Tuesday, March 17, 2009

The Pomegranates - "Everybody Come Outside!" and Live Review


Cincinnati’s own denizens of art-pop, The Pomegranates, introduced their stellar sophomore album to a packed house at the Southgate House in Newport, KY on March 13th for their CD release show. They were supported by opening acts Enlou and Michael Shelton and the Polyvinyl Records’ touring machine known as Headlights (who played “Tokyo” much to my delight). The Pomegranates played their new album, “Everybody Come Outside!” from beginning to end before an encore that featured favorites from their previous releases.

The perfect song to open an album and show is the title track, “Everybody Come Outside!”. The pounding drums and Joey’s megaphone enhanced Carnival-bark grabbed the audience’s attention and never let go. Dressed in matching brown jumpsuits with “The Future Calls” painted on the back and war paint on their faces, The Poms pulled out all the stops for their hometown crowd. Following in order, and playing some songs live for the first time, “Beachcomber” was next with its shifty arrangement, shimmering guitars and sweet vocals. The fake-out ending that trails off into a few seconds of silence, was just enough for the crowd to erupt in applause, before the actual cacophonous ending. The poppy bounce of “This Land Used To Be My Land, But Now I Hate This Land” immediately began with a chiming guitar line and a clever vocal trade off and ended as Joey channeled the band Me Without You with a frenzied rant.

Data records:
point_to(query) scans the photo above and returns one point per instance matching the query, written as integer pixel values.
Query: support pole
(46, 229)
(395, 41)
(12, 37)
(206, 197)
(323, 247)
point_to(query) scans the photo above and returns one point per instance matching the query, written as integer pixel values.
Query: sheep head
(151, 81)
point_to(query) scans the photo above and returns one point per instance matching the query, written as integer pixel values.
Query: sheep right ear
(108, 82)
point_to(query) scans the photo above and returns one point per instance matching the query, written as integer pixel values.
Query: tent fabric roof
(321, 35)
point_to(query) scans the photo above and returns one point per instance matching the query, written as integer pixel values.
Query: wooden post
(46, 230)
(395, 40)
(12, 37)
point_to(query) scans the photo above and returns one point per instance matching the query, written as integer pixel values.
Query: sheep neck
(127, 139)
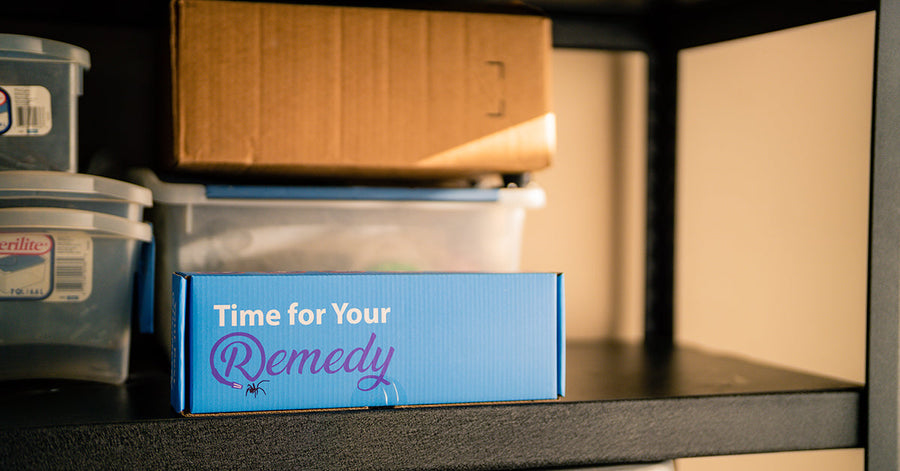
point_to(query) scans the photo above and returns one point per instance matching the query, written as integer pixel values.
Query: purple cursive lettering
(245, 357)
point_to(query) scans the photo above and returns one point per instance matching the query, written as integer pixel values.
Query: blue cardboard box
(282, 341)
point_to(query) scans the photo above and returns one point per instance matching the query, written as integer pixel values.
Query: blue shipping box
(283, 341)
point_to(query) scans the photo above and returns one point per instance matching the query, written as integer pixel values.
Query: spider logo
(255, 388)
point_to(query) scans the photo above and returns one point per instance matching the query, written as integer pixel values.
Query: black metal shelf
(624, 404)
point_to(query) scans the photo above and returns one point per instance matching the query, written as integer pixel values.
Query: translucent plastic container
(249, 228)
(33, 188)
(66, 283)
(40, 82)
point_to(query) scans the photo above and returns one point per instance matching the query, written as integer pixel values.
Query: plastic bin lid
(30, 47)
(73, 184)
(187, 193)
(73, 219)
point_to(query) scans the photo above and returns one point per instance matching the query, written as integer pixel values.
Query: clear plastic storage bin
(217, 228)
(32, 188)
(40, 82)
(66, 283)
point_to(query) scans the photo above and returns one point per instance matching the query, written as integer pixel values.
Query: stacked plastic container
(70, 243)
(227, 228)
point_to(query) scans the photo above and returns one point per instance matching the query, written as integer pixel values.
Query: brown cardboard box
(345, 91)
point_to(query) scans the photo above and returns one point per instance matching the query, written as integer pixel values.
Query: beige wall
(772, 204)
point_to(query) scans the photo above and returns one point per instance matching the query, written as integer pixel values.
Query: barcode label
(30, 110)
(31, 116)
(72, 267)
(69, 274)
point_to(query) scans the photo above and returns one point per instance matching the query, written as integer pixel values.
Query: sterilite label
(53, 267)
(25, 110)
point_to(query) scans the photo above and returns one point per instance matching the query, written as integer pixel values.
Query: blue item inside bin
(352, 193)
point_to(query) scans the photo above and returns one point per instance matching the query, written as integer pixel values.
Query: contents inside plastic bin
(66, 284)
(210, 228)
(34, 188)
(40, 82)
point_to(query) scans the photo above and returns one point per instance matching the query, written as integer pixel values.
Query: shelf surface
(623, 404)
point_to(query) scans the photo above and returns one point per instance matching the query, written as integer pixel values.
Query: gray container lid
(80, 185)
(30, 47)
(73, 219)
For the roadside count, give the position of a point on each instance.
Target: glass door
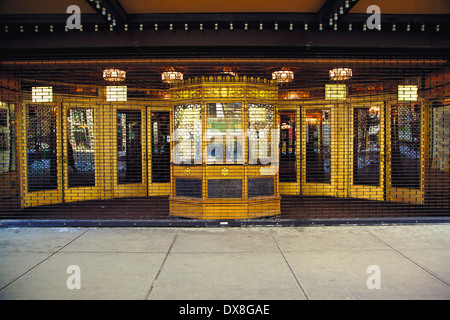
(367, 154)
(159, 155)
(130, 178)
(289, 176)
(405, 160)
(41, 151)
(81, 153)
(318, 151)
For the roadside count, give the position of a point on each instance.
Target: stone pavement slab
(263, 263)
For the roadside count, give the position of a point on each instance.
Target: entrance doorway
(363, 150)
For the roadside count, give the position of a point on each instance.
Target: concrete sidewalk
(260, 263)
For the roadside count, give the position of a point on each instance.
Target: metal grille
(81, 156)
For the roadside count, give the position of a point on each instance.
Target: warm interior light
(116, 93)
(170, 76)
(42, 94)
(283, 76)
(114, 75)
(407, 93)
(229, 71)
(339, 74)
(335, 92)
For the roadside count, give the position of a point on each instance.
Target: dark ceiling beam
(296, 18)
(109, 10)
(334, 10)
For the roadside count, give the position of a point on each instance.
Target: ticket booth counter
(224, 148)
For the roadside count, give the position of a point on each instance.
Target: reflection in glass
(366, 146)
(288, 164)
(318, 145)
(405, 146)
(187, 135)
(261, 119)
(41, 148)
(224, 133)
(129, 146)
(80, 147)
(160, 147)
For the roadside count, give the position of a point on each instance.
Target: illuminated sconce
(116, 93)
(228, 71)
(340, 74)
(283, 76)
(114, 75)
(170, 76)
(335, 91)
(407, 93)
(42, 94)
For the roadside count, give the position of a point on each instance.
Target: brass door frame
(127, 189)
(40, 197)
(312, 188)
(407, 195)
(155, 189)
(365, 191)
(293, 188)
(82, 193)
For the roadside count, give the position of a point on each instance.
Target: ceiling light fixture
(283, 76)
(170, 75)
(339, 74)
(114, 75)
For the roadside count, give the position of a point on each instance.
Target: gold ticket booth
(224, 159)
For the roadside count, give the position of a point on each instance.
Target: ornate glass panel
(405, 146)
(41, 148)
(261, 140)
(318, 145)
(187, 136)
(366, 146)
(80, 147)
(224, 133)
(129, 146)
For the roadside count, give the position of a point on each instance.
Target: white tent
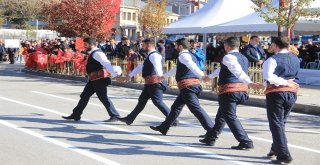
(215, 12)
(253, 23)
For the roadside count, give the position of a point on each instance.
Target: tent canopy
(215, 12)
(253, 23)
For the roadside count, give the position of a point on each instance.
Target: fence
(255, 72)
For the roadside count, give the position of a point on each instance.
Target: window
(129, 16)
(134, 16)
(124, 16)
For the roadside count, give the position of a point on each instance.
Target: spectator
(254, 52)
(111, 48)
(138, 48)
(123, 50)
(72, 45)
(12, 52)
(2, 51)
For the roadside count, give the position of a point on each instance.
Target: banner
(12, 43)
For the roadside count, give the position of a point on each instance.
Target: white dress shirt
(155, 59)
(235, 68)
(103, 60)
(269, 67)
(186, 59)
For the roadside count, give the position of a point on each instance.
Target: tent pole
(204, 46)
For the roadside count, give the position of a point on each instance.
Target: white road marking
(206, 153)
(59, 143)
(186, 123)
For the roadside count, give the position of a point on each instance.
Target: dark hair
(91, 41)
(252, 37)
(184, 43)
(281, 42)
(148, 41)
(232, 42)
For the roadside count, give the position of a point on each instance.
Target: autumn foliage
(80, 18)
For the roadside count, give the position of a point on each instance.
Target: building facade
(127, 22)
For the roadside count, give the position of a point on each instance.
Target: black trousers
(189, 97)
(155, 92)
(227, 115)
(279, 106)
(100, 88)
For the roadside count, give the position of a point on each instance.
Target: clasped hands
(123, 79)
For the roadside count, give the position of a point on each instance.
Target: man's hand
(293, 84)
(205, 78)
(260, 62)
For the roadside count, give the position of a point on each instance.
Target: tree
(153, 17)
(21, 11)
(80, 18)
(289, 12)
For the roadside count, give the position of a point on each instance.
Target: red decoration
(80, 18)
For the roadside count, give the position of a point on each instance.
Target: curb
(257, 102)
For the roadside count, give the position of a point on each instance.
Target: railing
(67, 68)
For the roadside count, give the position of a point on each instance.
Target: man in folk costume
(280, 72)
(98, 69)
(233, 87)
(188, 75)
(152, 71)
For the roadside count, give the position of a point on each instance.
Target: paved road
(32, 131)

Assigned task A: List every song title named in the Pomegranates review above.
Assigned task B: According to the Pomegranates review, at what venue did the band hold its CD release show?

Expected answer A:
"Tokyo"
"Everybody Come Outside!"
"Beachcomber"
"This Land Used To Be My Land, But Now I Hate This Land"

Expected answer B: The Southgate House in Newport, KY.